⟨

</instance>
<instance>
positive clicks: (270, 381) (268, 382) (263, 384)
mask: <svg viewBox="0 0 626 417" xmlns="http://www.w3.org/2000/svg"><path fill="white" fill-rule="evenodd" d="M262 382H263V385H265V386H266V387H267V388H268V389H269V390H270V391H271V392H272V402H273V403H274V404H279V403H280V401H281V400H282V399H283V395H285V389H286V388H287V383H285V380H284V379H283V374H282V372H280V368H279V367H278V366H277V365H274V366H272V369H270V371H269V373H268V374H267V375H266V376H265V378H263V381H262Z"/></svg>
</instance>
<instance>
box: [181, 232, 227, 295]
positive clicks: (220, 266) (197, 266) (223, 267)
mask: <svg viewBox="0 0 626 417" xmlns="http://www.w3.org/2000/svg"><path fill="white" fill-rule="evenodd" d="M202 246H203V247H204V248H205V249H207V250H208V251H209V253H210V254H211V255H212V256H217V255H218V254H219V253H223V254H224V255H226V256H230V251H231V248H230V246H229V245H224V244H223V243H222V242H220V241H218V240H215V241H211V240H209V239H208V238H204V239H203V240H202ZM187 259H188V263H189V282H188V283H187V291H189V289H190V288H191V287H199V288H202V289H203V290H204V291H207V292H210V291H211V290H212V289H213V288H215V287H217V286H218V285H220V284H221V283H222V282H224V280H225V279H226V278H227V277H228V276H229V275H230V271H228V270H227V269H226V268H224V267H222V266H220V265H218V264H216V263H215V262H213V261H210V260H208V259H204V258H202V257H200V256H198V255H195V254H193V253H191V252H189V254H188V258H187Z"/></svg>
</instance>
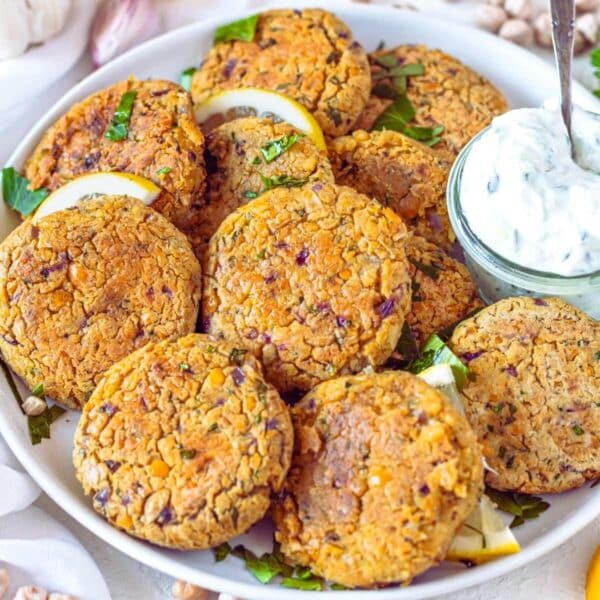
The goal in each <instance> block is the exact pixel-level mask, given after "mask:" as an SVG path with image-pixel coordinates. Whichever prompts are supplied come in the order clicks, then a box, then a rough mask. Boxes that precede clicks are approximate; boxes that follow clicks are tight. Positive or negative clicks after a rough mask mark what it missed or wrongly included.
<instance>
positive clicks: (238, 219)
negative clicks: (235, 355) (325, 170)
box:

⟩

Identify every line of the rows above that contains the string "negative", and copy each such line in full. Matching is case-sensitive.

The goal in each <instance> block is the exact pixel-level mask, given after "mask:" as an SVG path with image-pixel coordinates. Whichever prompts are supplied come in the order clicks, then a box, then a rough mask. Boxes that precede clicks are approximate; boxes that follow clicks are tight. Positive or negative clicks after a rough mask mark what it missed or wrongly included.
negative clicks: (235, 355) (325, 170)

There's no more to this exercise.